Copy out the following data line by line, with no changes.

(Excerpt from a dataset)
▬▬▬▬▬▬
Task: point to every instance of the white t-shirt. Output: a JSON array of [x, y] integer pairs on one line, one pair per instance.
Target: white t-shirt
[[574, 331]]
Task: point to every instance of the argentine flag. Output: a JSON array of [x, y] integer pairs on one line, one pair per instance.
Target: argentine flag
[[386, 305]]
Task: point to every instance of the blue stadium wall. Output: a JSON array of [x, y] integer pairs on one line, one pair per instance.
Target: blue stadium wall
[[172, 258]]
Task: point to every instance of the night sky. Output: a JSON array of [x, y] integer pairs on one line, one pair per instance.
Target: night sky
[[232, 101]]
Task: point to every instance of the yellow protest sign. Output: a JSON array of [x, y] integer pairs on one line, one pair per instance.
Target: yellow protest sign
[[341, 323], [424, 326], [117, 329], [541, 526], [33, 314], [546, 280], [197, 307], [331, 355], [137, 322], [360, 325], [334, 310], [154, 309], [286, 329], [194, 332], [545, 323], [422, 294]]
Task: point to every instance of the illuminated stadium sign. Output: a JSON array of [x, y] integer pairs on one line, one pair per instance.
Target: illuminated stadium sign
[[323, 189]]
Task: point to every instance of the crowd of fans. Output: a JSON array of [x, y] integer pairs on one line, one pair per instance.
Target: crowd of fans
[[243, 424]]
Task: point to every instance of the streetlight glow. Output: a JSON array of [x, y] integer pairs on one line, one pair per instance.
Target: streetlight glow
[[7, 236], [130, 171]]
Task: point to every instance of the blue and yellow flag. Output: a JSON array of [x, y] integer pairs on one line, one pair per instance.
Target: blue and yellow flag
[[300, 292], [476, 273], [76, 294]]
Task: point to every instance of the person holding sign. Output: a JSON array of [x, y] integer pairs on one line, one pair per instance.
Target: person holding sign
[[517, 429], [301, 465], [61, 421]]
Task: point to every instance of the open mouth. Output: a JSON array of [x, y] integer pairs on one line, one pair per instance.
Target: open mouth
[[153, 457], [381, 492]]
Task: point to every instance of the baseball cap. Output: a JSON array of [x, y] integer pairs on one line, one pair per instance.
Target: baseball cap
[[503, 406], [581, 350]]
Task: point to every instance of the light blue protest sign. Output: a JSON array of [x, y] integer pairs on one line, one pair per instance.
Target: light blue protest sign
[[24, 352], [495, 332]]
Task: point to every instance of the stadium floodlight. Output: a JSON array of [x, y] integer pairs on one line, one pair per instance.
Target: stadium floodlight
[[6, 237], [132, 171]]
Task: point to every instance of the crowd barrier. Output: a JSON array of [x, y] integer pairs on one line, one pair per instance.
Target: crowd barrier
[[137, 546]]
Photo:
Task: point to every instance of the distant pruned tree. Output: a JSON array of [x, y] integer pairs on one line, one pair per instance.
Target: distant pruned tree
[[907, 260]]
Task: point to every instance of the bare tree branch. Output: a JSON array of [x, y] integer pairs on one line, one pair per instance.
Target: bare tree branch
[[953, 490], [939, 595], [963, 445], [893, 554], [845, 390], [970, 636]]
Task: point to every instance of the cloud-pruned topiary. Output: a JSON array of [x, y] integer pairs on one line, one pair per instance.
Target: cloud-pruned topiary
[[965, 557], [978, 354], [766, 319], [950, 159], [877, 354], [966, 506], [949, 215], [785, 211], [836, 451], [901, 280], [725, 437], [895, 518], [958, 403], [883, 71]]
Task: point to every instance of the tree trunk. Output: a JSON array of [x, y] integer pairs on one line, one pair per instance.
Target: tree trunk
▬▬▬▬▬▬
#### Correct result
Task: point to every instance of the white t-shirt. Output: a JSON array of [x, y] integer pairs on one line, one pair per instance.
Target: white t-shirt
[[574, 331]]
Task: point to every instance of the argentine flag. Output: a JSON array of [x, y] integer pairs on one line, one pair per instance.
Target: argentine flag
[[386, 305]]
Task: point to every instance of the blue stadium wall. Output: a JSON array of [x, y] integer pairs on one line, one pair per instance.
Target: blue stadium wall
[[172, 258]]
Task: point to every instance of the night sky. Output: a JSON array of [x, y] integer pairs on one line, one pair per instance.
Target: night sky
[[232, 101]]
Task: point to every instance of the yellow protest sign. Output: a JSON array of [x, y] integer pairs on one line, one pair per instance.
Target: yellow protest sign
[[341, 323], [424, 326], [117, 329], [541, 526], [33, 314], [546, 280], [197, 307], [331, 355], [137, 322], [360, 325], [334, 310], [154, 309], [286, 329], [194, 332], [545, 323], [422, 294]]
Task: point to every instance of the illuminated stadium sign. Output: a JSON array of [x, y] integer pairs on one line, one pair per instance.
Target: illuminated stadium sign
[[323, 189]]
Task: point to every instance of the crowd of fans. Output: a JSON array of [x, y] integer pairs on one line, one pair per instance.
Target: crowd of fans
[[243, 424]]
Task: point to every instance of the streetlight glow. Output: a JSON array of [x, y] integer pairs on one line, one pair per instance.
Target: streetlight glow
[[7, 236], [130, 171]]
Task: point to every instance of the blue and yellow flag. Output: a JSON array of [x, y] integer pairs on one line, one pair per instance.
Target: blue and yellow flag
[[300, 292], [476, 273], [76, 294]]
Task: point to every instance of the person holding sign. Output: a JSON array of [x, y] integer pairs on one line, one pair per instance.
Target: person holding sign
[[517, 429], [301, 465], [61, 421]]
Task: point to every instance of the open mouth. Output: a JSON array of [x, y] integer pairs on one line, one pair per instance.
Target: open mouth
[[153, 457], [381, 492]]
Task: point to every instance of the baseball cap. Output: a JSON array of [x, y] integer pairs on one line, one pair per instance.
Target: baseball cap
[[503, 406], [581, 350]]
Task: point to every instance of the light blue protest sign. Output: a JSON array of [x, y] integer pairs on one line, one pair per instance.
Target: light blue protest sign
[[24, 352], [495, 332]]
Task: point to every instance of the stadium floodlight. Output: a JSON array of [x, y] integer pairs on one line, one pair per instance.
Target: stadium floodlight
[[6, 237], [132, 171]]
Task: point to every instance of the crowd barrier. Output: a JSON array of [x, y] integer pairs on one line, one pair per instance.
Target: crowd barrier
[[137, 546]]
Photo:
Task: point to every instance of the distant pruned tree. Output: a JSON array of [x, y] integer pairs on one line, one pair per instance.
Target: distant pruned tree
[[907, 260]]
Task: point to every instance of the bare tree branch. Output: a JSON array of [x, y] integer pairs on one line, one pair per instance.
Target: bare tree branch
[[953, 490], [939, 595], [963, 445], [893, 554], [845, 390], [970, 636]]
Task: point to every instance of the cloud-pruned topiary. Output: a JSON array of [x, y] integer pairs on one line, one pair per instance.
Target: cloud-pruned topiary
[[965, 557], [978, 354], [766, 319], [950, 159], [877, 354], [966, 506], [949, 215], [785, 211], [836, 451], [901, 280], [725, 437], [895, 518], [958, 403], [883, 71]]
Task: point to every instance of the tree trunk. Output: a JSON array of [x, y] integer pairs on one line, one pair per instance.
Target: tree trunk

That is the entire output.